-------- TEXTE À LIRE --------

La révolution tunisienne est la plus noble qui soit, sans leader, sans manipulation politique, sans coloration religieuse ou idéologique. Une révolution endogène porteuse d’un message spontané d’une telle intensité qu’il a cristallisé les tunisiens de tout bord.  C’est au nom de ces valeurs transcendantes de liberté, de dignité et de citoyenneté que des millions de tunisiens ont collectivement exprimé leur ferme volonté qui a infléchi de manière irréversible le cours du temps.

 

Un tournant historique à préserver

Aujourd’hui, il est crucial de veiller à ce que le combat qui a été mené contre la tyrannie ne puisse  donner naissance à de nouvelles formes de dictature. Or, il est triste de constater que cette révolution dont la première étincelle fut le droit au travail soit précisément en train de détruire tous les jours des centaines d’emplois. L’entreprise en est la première victime, victime de cette inconscience et de cette irresponsabilité qui animent ces milliers de personnes et ces syndicats qui revendiquent tout, ici et maintenant, comme si la liberté et la démocratie allaient leur être subitement confisquées. Ce qui est d’autant plus grave et qui ressort de certains agissements, c’est la piètre image dont jouit, dans l’inconscient collectif, l’entreprise et par conséquent l’entrepreneur.  Cette entreprise qui a pu exister et réussir sous un régime corrompu et voleur devient-elle aujourd’hui fatalement suspecte, siège de tous les maux ?

Il est vrai que cela devrait interpeller certaines entreprises sur leurs pratiques, mais en même temps, n’oublions pas que la plupart d’entre elles ont été les premiers souffre-douleur de ce régime immoral et pervers. S’attaquer aujourd’hui à l’entreprise ou la mettre au banc des accusés c’est oublier qu’elle est le moteur du progrès social, une instance de socialisation à part entière et qu’elle constitue le garant de notre richesse et de nos emplois. Aussi est-il urgent de redonner à l’entreprise sa place dans l’échiquier socio-économique actuel, de valoriser l’entrepreneur et de susciter aujourd’hui plus que jamais son désir d’entreprendre et d’innover.

-------- MATÉRIEL --------

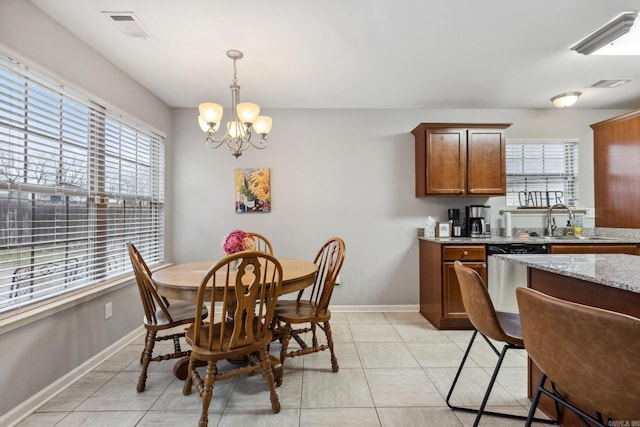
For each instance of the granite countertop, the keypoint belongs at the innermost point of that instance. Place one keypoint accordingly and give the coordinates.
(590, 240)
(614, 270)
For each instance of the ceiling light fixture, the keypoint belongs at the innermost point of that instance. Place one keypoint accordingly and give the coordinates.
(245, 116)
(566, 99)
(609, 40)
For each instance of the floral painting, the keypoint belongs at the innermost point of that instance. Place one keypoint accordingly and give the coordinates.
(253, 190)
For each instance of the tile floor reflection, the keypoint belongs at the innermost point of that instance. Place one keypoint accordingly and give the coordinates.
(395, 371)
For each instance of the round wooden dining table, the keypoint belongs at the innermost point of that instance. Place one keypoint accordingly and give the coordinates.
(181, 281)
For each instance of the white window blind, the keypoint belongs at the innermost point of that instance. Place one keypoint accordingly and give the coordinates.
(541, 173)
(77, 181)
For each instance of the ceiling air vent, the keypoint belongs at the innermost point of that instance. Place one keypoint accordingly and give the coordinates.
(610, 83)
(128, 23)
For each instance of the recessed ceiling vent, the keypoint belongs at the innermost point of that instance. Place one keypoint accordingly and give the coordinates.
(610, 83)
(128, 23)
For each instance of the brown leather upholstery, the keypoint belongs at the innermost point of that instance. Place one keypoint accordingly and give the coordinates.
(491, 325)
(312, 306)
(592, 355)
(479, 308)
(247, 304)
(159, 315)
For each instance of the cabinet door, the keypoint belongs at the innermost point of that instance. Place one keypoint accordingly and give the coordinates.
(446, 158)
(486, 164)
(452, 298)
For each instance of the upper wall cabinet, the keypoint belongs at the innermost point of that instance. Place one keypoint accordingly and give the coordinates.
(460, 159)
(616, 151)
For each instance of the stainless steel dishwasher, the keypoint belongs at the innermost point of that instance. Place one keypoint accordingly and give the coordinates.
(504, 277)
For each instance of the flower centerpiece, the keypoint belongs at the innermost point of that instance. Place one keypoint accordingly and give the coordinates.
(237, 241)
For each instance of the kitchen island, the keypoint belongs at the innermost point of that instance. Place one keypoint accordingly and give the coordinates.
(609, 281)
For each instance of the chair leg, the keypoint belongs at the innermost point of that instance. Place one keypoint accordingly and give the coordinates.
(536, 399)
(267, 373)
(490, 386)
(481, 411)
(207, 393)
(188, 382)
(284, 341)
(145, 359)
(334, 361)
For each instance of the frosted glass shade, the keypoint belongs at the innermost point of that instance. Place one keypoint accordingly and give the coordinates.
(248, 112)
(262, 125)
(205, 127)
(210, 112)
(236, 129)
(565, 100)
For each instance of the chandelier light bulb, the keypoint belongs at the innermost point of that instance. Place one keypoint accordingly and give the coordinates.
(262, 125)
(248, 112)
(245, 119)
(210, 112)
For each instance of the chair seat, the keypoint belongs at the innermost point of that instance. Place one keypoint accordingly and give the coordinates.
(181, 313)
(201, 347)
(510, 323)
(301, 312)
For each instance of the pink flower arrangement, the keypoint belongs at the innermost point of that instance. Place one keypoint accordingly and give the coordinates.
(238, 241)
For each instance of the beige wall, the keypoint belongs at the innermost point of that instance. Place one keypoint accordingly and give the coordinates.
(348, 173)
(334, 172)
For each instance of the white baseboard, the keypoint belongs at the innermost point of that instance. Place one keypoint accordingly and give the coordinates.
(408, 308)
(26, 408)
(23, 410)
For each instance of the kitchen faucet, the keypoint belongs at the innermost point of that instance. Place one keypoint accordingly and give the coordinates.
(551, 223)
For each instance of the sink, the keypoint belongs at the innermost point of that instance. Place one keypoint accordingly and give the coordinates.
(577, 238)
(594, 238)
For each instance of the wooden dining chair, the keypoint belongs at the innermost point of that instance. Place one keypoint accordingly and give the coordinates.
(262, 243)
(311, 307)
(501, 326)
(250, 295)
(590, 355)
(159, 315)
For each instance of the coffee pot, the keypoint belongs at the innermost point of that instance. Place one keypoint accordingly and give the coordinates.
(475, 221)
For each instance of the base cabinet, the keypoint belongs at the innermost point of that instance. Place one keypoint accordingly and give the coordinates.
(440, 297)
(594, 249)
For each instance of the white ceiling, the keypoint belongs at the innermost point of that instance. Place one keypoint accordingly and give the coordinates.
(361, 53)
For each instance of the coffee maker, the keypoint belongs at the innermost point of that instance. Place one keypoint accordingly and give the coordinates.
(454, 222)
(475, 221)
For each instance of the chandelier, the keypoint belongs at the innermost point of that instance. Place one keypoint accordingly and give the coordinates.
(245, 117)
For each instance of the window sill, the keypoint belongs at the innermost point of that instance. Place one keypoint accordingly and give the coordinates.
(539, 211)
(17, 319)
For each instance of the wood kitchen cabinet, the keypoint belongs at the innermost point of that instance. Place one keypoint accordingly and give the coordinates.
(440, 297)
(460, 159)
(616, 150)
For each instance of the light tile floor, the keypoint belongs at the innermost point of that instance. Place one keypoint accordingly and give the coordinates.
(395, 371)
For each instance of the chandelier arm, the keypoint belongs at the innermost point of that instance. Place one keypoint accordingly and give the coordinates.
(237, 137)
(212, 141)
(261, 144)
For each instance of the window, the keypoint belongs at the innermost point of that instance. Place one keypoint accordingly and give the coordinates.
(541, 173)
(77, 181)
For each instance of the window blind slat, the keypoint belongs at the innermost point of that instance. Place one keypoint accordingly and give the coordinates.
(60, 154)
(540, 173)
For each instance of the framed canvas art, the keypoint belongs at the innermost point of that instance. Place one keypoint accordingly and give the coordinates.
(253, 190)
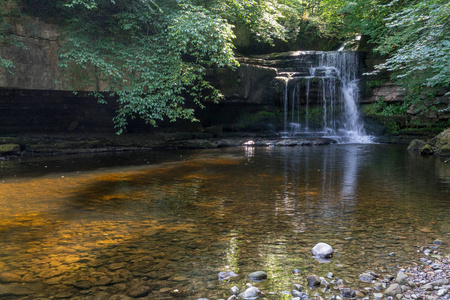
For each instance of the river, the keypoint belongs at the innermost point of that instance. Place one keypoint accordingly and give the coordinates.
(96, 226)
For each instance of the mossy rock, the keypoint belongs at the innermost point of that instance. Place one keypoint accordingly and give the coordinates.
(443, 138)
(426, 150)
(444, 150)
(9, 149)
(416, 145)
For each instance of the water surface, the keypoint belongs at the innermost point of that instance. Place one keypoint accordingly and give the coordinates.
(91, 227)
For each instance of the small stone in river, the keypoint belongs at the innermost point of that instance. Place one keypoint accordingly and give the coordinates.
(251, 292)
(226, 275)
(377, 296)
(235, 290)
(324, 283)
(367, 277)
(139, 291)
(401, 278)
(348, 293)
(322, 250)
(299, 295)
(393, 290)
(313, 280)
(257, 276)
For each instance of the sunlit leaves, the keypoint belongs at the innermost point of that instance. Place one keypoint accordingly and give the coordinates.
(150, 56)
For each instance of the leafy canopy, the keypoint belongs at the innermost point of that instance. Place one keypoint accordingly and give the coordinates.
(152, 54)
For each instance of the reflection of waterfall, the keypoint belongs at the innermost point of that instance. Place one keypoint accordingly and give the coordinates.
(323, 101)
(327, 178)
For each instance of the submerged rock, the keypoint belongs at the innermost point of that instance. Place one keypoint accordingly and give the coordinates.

--------

▶ _OBJECTIF DE L'EXERCICE_
Répondez brièvement aux questions suivantes sur le texte consacré à la révolution tunisienne.
1. Quelle fut la première étincelle de cette révolution ?
2. Au nom de quelles valeurs des millions de Tunisiens ont-ils exprimé leur volonté ?
3. Qui le texte présente-t-il comme la première victime de la destruction des emplois ?

▶ _RÉPONSE ÉCRITE_
1. Le droit au travail.
2. La liberté, la dignité et la citoyenneté.
3. L'entreprise.